# Ausgewählter Textauszug
>>>

Ulugh Beg wurde aus Samarkand vertrieben und auf eine Pilgerreise geschickt, auf der er dann festgenommen und ermordet wurde.


Condorcet als Mathematiker
Condorcets voller Name lautete Marie Jean Antoine Nicolas Caritat, Marquis de Condorcet. Er war ein umfassend gebildeter und produktiver Mathematiker und Mitglied der Académie des sciences und der Académie française. Die Hauptwerke Condorcets behandeln die Wahrscheinlichkeitstheorie, die Differential- und Integralrechnung und das Dreikörperproblem. Besonders bekannt wurde er durch die Anwendung der Wahrscheinlichkeitsrechnung auf Probleme des Wahlrechts; in diesem Gebiet sind die Condorcet-Methode und das Condorcet-Paradoxon nach ihm benannt.

<<<

# Vorliegende Einträge
>>>

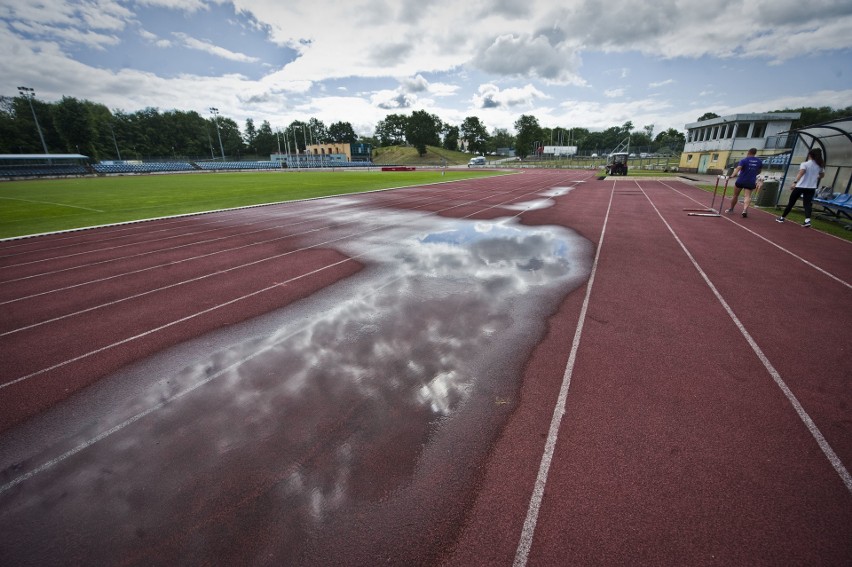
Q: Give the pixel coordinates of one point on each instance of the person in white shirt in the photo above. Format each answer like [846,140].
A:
[805,185]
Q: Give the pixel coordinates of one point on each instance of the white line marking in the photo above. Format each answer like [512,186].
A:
[778,246]
[129,421]
[776,376]
[229,302]
[528,531]
[88,443]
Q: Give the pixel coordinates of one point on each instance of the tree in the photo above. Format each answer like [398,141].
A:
[670,140]
[451,137]
[342,133]
[317,132]
[391,130]
[250,135]
[475,135]
[423,129]
[500,138]
[265,142]
[297,137]
[528,134]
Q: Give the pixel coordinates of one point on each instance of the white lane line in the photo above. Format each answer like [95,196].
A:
[192,258]
[133,419]
[776,376]
[778,246]
[88,443]
[188,245]
[229,302]
[528,531]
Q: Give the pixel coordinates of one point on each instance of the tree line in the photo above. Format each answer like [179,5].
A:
[71,125]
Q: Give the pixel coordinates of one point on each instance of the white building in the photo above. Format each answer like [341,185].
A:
[714,145]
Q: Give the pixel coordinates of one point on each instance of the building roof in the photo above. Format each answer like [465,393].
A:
[41,157]
[749,117]
[835,138]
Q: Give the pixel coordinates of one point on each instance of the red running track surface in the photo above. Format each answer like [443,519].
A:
[704,373]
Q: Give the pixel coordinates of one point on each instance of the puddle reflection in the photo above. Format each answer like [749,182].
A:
[341,402]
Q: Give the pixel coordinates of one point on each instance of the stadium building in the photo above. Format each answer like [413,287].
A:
[713,146]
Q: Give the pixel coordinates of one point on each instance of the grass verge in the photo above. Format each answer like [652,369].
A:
[38,206]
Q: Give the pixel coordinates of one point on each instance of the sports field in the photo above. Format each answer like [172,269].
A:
[536,369]
[39,206]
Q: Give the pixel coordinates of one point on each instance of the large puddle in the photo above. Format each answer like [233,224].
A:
[359,411]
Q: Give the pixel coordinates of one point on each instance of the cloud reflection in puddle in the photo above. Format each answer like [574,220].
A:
[339,401]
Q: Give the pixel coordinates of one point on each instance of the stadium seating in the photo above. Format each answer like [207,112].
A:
[237,165]
[41,170]
[141,167]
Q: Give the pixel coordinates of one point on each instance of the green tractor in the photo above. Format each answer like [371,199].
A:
[616,163]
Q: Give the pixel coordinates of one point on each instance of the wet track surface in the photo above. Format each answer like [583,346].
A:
[538,369]
[328,420]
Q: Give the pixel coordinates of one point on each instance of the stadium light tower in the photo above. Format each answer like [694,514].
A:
[215,113]
[29,94]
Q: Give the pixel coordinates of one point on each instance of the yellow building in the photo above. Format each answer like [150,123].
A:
[715,145]
[352,152]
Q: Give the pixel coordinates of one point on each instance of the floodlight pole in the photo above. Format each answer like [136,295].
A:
[29,94]
[114,141]
[215,113]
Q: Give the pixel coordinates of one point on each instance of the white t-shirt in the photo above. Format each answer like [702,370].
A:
[810,179]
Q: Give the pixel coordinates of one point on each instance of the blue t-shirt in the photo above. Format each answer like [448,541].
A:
[750,166]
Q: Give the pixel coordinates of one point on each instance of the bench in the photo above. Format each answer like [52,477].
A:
[837,207]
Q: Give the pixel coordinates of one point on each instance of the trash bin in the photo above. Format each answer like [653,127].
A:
[768,193]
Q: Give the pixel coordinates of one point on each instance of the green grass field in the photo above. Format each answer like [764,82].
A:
[38,206]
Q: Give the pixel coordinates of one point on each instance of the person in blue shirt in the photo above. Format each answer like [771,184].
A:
[746,173]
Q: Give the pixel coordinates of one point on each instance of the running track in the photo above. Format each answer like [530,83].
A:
[703,369]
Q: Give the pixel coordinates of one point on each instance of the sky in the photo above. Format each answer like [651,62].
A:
[569,63]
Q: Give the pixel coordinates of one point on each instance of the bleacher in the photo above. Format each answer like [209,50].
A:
[312,162]
[153,167]
[42,170]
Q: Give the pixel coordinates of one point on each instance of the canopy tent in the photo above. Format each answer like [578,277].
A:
[834,138]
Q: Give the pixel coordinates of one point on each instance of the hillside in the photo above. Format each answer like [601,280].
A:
[405,155]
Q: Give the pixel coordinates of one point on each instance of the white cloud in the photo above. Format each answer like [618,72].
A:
[212,49]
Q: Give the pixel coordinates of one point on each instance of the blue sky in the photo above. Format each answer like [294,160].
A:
[574,63]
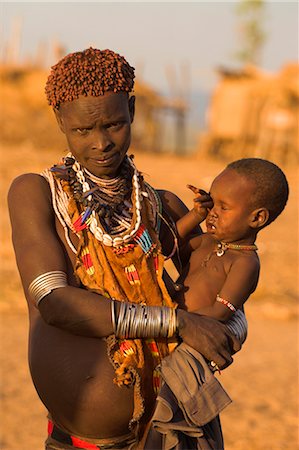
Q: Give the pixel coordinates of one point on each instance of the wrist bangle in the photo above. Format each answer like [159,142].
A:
[140,321]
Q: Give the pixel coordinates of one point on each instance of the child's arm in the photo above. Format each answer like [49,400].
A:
[202,202]
[240,283]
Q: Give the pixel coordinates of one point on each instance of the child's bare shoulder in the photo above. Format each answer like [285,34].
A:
[248,261]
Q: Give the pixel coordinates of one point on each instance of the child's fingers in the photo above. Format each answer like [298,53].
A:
[196,190]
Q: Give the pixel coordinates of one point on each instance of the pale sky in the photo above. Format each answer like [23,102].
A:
[153,35]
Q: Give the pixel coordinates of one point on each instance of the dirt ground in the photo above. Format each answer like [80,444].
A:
[263,381]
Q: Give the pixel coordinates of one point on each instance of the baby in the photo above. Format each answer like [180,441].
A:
[223,267]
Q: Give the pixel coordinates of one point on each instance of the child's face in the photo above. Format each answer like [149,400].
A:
[229,219]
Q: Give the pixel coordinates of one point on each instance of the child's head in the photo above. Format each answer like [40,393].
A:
[248,195]
[271,186]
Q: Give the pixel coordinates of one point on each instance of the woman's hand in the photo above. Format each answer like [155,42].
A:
[208,336]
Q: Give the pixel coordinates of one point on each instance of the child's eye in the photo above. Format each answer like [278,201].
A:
[82,131]
[114,125]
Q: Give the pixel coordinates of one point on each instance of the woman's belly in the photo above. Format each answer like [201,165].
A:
[74,379]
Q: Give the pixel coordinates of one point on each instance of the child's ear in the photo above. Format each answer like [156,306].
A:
[59,119]
[259,217]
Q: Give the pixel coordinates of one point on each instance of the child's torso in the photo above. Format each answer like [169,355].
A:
[202,278]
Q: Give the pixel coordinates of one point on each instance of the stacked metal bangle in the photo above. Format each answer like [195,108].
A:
[46,283]
[140,321]
[238,325]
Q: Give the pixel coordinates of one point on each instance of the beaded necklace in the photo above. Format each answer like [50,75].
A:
[223,246]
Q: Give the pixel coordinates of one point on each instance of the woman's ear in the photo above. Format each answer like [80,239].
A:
[132,107]
[59,120]
[259,218]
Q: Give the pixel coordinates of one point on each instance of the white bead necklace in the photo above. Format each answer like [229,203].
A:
[94,224]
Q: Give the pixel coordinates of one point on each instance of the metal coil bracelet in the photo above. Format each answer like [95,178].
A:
[140,321]
[46,283]
[238,325]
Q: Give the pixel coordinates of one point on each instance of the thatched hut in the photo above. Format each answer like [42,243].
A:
[254,113]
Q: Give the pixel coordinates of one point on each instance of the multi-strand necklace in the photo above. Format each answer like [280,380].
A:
[222,247]
[108,211]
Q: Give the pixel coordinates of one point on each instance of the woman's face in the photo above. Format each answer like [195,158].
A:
[98,130]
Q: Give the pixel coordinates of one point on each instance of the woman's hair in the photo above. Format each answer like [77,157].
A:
[89,72]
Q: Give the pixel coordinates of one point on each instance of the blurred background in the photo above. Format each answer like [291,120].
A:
[215,81]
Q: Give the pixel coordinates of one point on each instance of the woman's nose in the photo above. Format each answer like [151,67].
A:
[213,212]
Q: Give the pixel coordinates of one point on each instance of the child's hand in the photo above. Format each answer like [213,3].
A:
[202,202]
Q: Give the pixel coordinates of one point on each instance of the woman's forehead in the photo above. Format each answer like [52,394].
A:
[105,105]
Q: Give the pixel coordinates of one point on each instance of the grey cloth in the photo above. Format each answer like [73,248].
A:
[188,405]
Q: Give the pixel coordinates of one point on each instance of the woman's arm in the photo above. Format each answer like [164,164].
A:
[39,250]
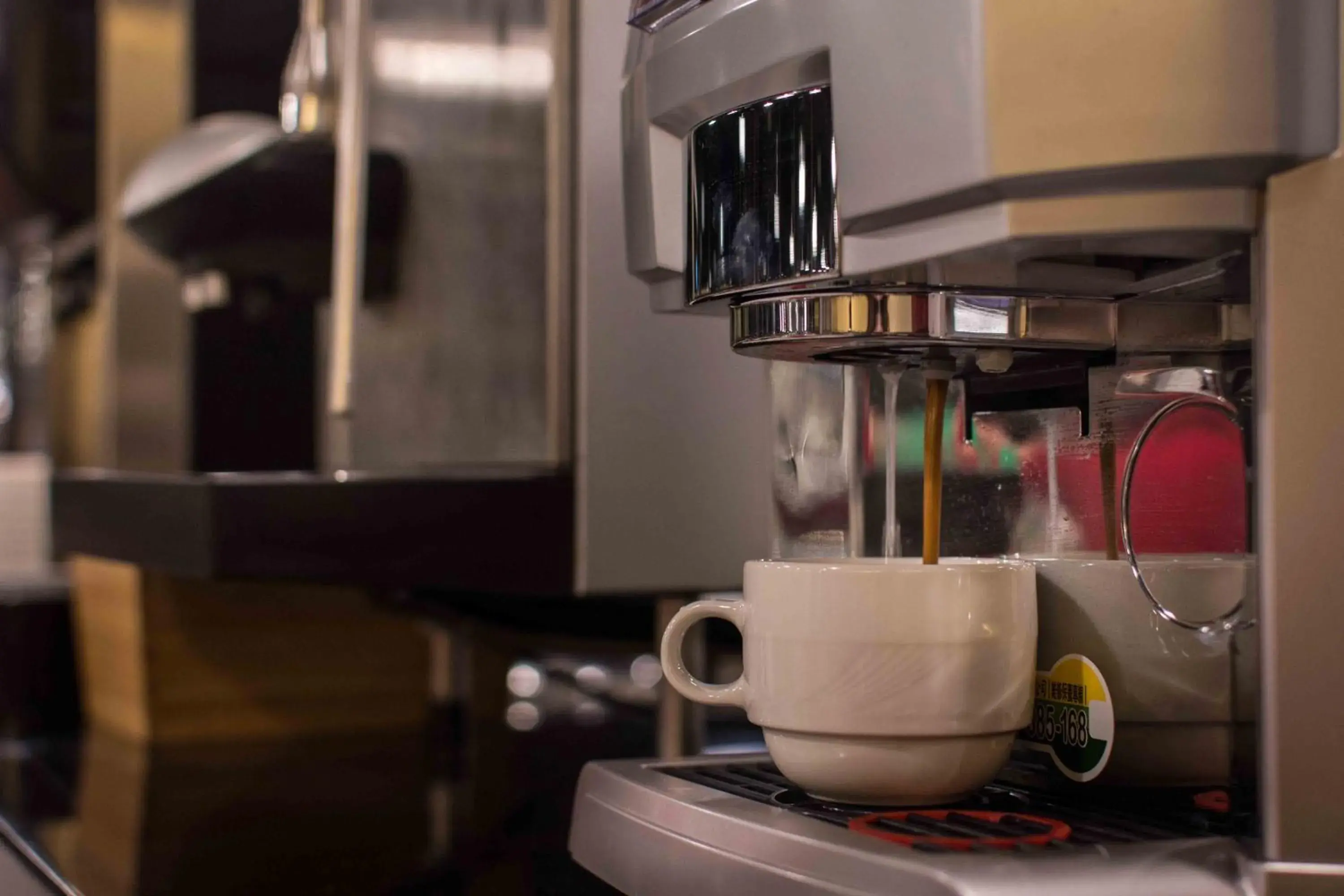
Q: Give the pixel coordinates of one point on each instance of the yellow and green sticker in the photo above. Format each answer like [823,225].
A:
[1073,718]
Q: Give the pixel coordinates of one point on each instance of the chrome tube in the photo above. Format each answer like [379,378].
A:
[351,199]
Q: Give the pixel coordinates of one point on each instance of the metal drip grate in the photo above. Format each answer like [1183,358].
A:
[1003,816]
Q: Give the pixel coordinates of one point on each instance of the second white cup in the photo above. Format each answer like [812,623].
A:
[878,681]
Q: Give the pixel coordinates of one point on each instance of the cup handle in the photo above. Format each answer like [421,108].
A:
[674,664]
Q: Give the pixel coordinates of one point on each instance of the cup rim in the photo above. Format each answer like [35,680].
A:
[902,566]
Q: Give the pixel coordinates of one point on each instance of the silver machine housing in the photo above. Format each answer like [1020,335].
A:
[1151,190]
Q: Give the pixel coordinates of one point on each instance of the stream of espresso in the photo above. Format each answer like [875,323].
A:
[935,405]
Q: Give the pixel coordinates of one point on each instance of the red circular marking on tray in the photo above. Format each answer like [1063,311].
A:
[863,825]
[1214,801]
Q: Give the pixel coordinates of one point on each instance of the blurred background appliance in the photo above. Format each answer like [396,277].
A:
[495,412]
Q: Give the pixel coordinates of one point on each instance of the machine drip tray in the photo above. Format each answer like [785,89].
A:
[736,825]
[1008,816]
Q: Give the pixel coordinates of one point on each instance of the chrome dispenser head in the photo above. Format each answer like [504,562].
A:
[764,237]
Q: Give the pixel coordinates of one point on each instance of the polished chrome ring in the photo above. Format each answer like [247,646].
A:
[874,324]
[1226,622]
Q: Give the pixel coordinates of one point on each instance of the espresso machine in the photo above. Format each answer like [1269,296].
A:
[1117,228]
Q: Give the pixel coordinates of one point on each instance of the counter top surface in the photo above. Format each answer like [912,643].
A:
[479,808]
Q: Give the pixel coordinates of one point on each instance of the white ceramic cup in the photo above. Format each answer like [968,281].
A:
[878,681]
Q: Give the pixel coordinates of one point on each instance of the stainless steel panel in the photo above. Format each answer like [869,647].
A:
[460,366]
[672,429]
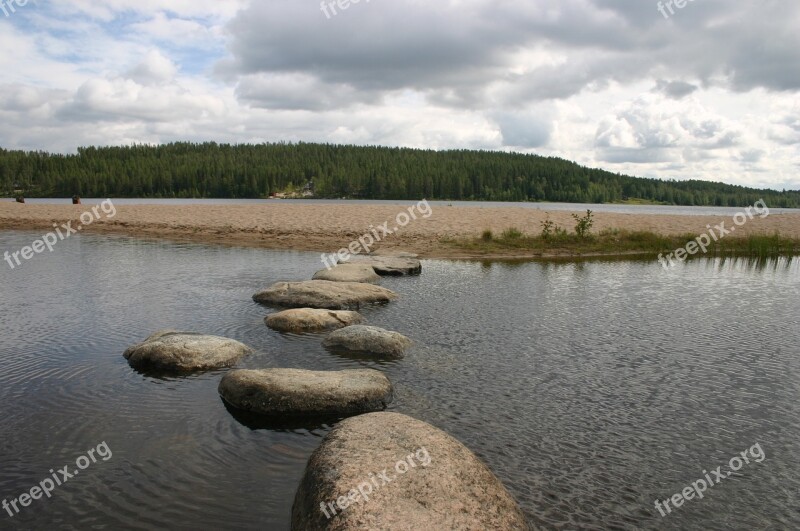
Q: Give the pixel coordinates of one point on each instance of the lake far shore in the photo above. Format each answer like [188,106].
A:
[447,232]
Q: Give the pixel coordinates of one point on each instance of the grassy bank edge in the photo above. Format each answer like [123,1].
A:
[618,242]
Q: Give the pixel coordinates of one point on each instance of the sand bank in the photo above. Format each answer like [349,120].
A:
[327,228]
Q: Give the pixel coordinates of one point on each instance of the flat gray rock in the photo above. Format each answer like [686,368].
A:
[296,392]
[369,340]
[301,320]
[349,273]
[324,294]
[172,351]
[392,266]
[392,472]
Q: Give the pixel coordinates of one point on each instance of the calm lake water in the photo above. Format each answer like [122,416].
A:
[556,207]
[591,389]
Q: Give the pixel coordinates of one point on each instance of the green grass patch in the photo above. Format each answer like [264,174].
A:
[619,242]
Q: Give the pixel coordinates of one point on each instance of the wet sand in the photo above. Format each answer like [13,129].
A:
[327,228]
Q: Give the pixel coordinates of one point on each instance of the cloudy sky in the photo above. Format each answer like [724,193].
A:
[709,92]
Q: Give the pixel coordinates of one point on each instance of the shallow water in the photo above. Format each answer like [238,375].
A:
[591,389]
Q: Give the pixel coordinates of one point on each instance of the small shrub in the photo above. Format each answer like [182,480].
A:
[583,224]
[512,234]
[549,228]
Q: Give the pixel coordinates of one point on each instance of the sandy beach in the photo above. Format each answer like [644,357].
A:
[327,228]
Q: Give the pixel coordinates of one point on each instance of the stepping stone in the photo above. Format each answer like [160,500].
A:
[312,320]
[296,392]
[369,340]
[172,351]
[349,273]
[392,266]
[428,481]
[324,294]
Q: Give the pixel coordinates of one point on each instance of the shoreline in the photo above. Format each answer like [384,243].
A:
[328,228]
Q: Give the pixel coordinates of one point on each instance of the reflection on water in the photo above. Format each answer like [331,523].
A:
[590,388]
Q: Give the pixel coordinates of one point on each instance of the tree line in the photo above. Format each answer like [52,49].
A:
[211,170]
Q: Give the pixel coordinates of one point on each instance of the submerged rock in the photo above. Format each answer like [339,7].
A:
[349,273]
[390,471]
[324,294]
[312,320]
[172,351]
[369,340]
[392,266]
[296,392]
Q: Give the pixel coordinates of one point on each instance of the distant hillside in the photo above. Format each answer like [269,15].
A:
[252,171]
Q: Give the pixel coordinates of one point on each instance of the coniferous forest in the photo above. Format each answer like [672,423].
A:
[256,171]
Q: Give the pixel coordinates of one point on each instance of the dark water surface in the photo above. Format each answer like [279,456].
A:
[590,389]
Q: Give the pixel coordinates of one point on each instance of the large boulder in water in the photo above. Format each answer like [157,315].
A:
[324,294]
[301,320]
[296,392]
[393,266]
[390,471]
[368,340]
[349,273]
[172,351]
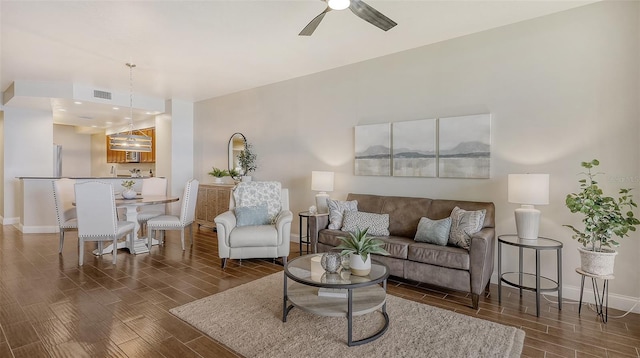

<<<

# Aufgaben
- a) Mit welchen drei Themen befassen sich Condorcets Hauptwerke laut dem Textauszug?
- b) Führen Sie den Textauszug über Condorcet im Anschluss an seinen letzten Satz weiter.
Die Einträge spielen hierfür keine Rolle.

# Antworten
- a) Mit der Wahrscheinlichkeitstheorie, der Differential- und Integralrechnung und dem Dreikörperproblem.

- b)
Condorcets Tod
Condorcet war ein überzeugter Republikaner und ein Verfechter der Aufklärung. Er schloss sich der Französischen Revolution gleich bei ihrem Ausbruch 1789 an und wurde 1792 Präsident der Gesetzgebenden Nationalversammlung. In den Richtungskämpfen der frühen Revolutionsjahre schloss sich Condorcet den gemäßigten Girondisten an. Er schrieb Entwürfe für eine Verfassung und für ein nationales Bildungssystem. Dabei trat er für die Gleichstellung der Frauen und die Abschaffung der Sklaverei ein. Nach dem Sturz der Girondisten durch die radikaleren Jakobiner musste Condorcet in Paris untertauchen. 1794 versuchte er, von dort aufs Land zu flüchten. Nach wenigen Tagen wurde er gefasst und eingekerkert. Schon in den ersten Tagen der Haft starb Condorcet unter ungeklärten Umständen.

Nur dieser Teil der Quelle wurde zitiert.